▶ [Material provided]
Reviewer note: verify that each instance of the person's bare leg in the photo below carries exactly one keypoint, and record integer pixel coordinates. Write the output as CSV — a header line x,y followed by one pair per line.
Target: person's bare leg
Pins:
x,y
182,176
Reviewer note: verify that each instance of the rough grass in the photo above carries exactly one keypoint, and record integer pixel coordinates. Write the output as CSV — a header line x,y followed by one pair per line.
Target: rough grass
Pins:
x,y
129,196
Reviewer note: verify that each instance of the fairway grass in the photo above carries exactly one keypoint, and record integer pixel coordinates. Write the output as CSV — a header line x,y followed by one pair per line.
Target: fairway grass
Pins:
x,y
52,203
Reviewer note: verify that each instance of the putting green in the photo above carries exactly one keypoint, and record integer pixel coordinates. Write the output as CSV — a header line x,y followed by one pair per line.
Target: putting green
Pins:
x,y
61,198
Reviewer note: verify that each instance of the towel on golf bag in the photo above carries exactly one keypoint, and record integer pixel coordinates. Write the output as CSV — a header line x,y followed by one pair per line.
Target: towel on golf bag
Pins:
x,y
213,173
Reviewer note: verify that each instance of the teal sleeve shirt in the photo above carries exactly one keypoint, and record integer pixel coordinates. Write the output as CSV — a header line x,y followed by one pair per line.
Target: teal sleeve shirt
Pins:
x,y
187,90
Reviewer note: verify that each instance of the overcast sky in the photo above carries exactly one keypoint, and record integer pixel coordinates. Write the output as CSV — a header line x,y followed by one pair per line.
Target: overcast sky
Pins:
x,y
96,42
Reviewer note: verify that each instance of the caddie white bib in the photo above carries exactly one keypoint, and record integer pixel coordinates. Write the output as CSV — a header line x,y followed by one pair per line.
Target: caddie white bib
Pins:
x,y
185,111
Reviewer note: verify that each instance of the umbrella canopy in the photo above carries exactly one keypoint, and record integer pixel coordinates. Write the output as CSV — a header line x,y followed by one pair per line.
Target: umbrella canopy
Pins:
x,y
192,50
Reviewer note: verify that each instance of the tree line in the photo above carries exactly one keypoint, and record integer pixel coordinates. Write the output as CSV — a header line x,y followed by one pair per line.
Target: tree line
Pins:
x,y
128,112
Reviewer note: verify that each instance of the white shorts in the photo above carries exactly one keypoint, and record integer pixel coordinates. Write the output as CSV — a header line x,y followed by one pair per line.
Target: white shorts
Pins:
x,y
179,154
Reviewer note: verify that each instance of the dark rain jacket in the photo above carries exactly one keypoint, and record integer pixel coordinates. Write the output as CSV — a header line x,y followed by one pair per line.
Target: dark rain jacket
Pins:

▶ [Exercise objective] Precisely as given, transcribe all of the entries above.

▶ [Expected answer]
Reviewer note: verify that each instance of the person's bare leg in the photo below carries exactly one keypoint, and record integer pixel coordinates. Write the output as CSV — a header line x,y followed by one pair per line.
Target: person's bare leg
Pins:
x,y
182,176
Reviewer note: verify that each instance of the rough grass in the photo above carries exactly one keypoint, and record integer pixel coordinates. Write the output as CSV — a header line x,y followed by one pair per line.
Target: rough grass
Pins:
x,y
129,196
Reviewer note: verify that each instance of the fairway grass in the photo above carries exactly one keypoint, and record integer pixel coordinates. Write the output as CSV — a header line x,y followed by one pair per line.
Target: fairway grass
Pins:
x,y
52,203
Reviewer note: verify that each instance of the putting green in the photo above carries exactly one keypoint, and record integer pixel coordinates. Write the output as CSV — a header line x,y followed by one pair per line.
Target: putting green
Pins:
x,y
61,198
Reviewer note: verify that each instance of the towel on golf bag in the photo above carries exactly one keypoint, and record integer pixel coordinates. Write the output as CSV — a header line x,y followed by one pair per line.
Target: towel on golf bag
Pins:
x,y
213,173
Reviewer note: verify that each instance of the teal sleeve shirt in the photo above carries exactly one keypoint, and record integer pixel coordinates. Write the output as CSV — a header line x,y followed by one pair per line.
Target: teal sleeve shirt
Pins:
x,y
187,90
Reviewer note: verify that each instance of the overcast sky in the photo above carries exactly one keypoint, and record integer pixel coordinates. Write the output as CSV — a header line x,y followed by one pair per line.
Target: overcast sky
Pins:
x,y
96,42
Reviewer note: verify that each instance of the caddie white bib in the photo above carries exactly one keypoint, and record integer pixel coordinates. Write the output as CSV — a header line x,y followed by one pair per line.
Target: caddie white bib
Pins:
x,y
185,111
Reviewer note: verify that each instance of the umbrella canopy in the photo above carries exactly one keypoint, and record integer pixel coordinates. Write the output as CSV — a header line x,y followed by one pair per line.
Target: umbrella canopy
Pins:
x,y
192,50
Reviewer note: verify that each instance of the tree line in the photo above carries exactly one keypoint, and record integer pixel coordinates. Write the output as CSV — a header line x,y followed by one pair per line.
Target: tree line
Pins:
x,y
128,112
Reviewer note: verify that each instance of the white shorts in the photo above carries exactly one keypoint, and record integer pixel coordinates. Write the output as CSV — a header line x,y followed by one pair per line.
Target: white shorts
Pins:
x,y
179,154
Reviewer note: verify that each instance of the dark rain jacket in the photo above carries exactly one keypoint, and record integer pixel coordinates. Write the output as CSV — a header line x,y followed by one pair per line.
Target: dark rain jacket
Pins:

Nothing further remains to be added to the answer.